> _GIVEN REQUEST_: Please rewrite the workshop text between "The method we" and "during your research?", inclusive, putting "movement exercises" in place of "theater exercises".

═════ EXCERPT PROVIDED ═════

We intend to facilitate care, play, and feeling knowledge quiet or loud in our bodies
An intended outcome is for everyone to create a performance
Their own anti-colonial research practices toolkit
Rooted in their bodies, of course, and their life and research experiences
But more important
Is to explore the process of creating these performances together, and apart
Making a shared method situated in the participants and the space

The method we propose starts with theater exercises in phase 1
To attune ourselves to our bodies, to each other, to the space
Also to invite thinking about how our bodies are when we do research and show each other Build a shared language from more than speech

With that, we will prompt everyone to draw an outline of their body, doesn’t have to be their body
And offer prompts like: how did it feel in your body when you were positioned like this during your research?
Depending on what emerges in the situation
We might get to hierarchies in academic spaces, how it shows up in our bodies, we might get to joy and care in our research process, what it feels for research to be like ceremony (Shawn Wilson, Research is Ceremony)

═════ LISTING ═════

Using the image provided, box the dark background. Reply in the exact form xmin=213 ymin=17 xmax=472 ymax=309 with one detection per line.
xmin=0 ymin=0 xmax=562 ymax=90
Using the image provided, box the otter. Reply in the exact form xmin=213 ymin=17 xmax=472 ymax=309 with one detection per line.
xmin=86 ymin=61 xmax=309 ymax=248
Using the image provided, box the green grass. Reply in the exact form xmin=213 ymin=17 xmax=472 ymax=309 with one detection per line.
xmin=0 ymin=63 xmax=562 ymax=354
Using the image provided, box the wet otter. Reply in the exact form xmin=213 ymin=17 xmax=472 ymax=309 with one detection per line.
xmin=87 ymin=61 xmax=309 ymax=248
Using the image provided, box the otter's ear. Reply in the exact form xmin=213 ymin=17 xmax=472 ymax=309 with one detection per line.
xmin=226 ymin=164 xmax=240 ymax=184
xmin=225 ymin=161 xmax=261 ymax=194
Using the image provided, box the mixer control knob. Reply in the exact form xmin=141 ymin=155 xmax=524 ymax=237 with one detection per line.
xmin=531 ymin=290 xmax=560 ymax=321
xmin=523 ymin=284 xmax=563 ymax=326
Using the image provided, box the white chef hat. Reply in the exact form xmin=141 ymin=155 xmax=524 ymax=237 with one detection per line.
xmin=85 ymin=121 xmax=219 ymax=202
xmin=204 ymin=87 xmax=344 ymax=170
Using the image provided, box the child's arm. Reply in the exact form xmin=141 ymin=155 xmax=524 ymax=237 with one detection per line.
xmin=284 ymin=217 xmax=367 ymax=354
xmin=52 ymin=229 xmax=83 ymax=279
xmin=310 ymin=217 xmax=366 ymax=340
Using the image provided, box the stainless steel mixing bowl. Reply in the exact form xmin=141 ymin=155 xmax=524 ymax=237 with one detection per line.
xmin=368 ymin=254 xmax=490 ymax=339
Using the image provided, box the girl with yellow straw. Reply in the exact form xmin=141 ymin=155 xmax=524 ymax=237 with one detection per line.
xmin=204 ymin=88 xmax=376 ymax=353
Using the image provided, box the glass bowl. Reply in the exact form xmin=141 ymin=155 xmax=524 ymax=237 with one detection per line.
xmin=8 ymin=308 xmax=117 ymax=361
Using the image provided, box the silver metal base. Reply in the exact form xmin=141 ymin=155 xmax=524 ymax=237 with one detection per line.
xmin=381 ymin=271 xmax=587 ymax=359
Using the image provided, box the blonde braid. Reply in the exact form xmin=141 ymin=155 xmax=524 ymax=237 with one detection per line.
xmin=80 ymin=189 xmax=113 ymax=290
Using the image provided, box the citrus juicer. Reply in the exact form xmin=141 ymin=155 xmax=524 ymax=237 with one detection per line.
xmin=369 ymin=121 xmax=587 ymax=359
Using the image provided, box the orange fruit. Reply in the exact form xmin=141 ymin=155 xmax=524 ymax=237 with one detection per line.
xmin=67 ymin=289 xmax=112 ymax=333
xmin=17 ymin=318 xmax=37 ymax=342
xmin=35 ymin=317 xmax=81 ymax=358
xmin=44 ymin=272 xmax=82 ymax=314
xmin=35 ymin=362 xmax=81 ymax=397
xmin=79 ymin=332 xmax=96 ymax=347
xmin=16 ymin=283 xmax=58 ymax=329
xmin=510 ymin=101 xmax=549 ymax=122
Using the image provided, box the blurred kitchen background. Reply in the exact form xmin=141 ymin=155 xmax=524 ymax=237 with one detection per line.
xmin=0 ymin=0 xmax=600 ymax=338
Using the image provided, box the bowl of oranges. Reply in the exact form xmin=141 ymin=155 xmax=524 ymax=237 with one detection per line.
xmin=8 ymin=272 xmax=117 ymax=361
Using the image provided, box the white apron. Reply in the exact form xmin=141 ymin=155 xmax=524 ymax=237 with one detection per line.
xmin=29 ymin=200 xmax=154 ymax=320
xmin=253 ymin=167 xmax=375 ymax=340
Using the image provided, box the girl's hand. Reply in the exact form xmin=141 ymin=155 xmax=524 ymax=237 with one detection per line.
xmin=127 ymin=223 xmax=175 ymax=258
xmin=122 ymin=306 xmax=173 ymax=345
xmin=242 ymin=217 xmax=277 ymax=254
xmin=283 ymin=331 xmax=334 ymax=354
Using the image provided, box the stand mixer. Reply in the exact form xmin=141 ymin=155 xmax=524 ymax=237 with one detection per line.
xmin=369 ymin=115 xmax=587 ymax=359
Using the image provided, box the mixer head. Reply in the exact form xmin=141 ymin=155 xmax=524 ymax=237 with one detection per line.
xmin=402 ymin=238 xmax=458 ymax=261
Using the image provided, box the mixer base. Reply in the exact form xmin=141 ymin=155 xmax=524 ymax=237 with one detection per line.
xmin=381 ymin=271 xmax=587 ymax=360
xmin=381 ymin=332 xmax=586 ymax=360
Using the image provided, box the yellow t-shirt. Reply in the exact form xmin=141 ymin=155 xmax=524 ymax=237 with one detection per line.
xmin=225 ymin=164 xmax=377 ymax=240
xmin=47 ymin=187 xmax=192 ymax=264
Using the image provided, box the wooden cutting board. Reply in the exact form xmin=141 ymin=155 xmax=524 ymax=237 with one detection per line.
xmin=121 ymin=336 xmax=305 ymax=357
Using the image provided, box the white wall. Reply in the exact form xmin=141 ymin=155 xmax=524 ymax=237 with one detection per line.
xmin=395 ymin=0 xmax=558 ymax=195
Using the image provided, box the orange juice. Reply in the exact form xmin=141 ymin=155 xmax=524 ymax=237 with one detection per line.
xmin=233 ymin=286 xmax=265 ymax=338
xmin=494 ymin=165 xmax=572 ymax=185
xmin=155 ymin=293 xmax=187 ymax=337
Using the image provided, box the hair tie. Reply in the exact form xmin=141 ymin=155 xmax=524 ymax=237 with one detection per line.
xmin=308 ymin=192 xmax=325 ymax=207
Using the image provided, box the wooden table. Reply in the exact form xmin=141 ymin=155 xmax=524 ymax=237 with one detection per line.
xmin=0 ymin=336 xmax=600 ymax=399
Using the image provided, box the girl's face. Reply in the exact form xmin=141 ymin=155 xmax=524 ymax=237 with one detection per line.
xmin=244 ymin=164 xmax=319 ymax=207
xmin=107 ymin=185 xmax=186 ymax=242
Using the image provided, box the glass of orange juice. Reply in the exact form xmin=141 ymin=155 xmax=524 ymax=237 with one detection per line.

═════

> _EXERCISE RESULT_:
The method we propose starts with movement exercises in phase 1
To attune ourselves to our bodies, to each other, to the space
Also to invite thinking about how our bodies are when we do research and show each other Build a shared language from more than speech

With that, we will prompt everyone to draw an outline of their body, doesn’t have to be their body
And offer prompts like: how did it feel in your body when you were positioned like this during your research?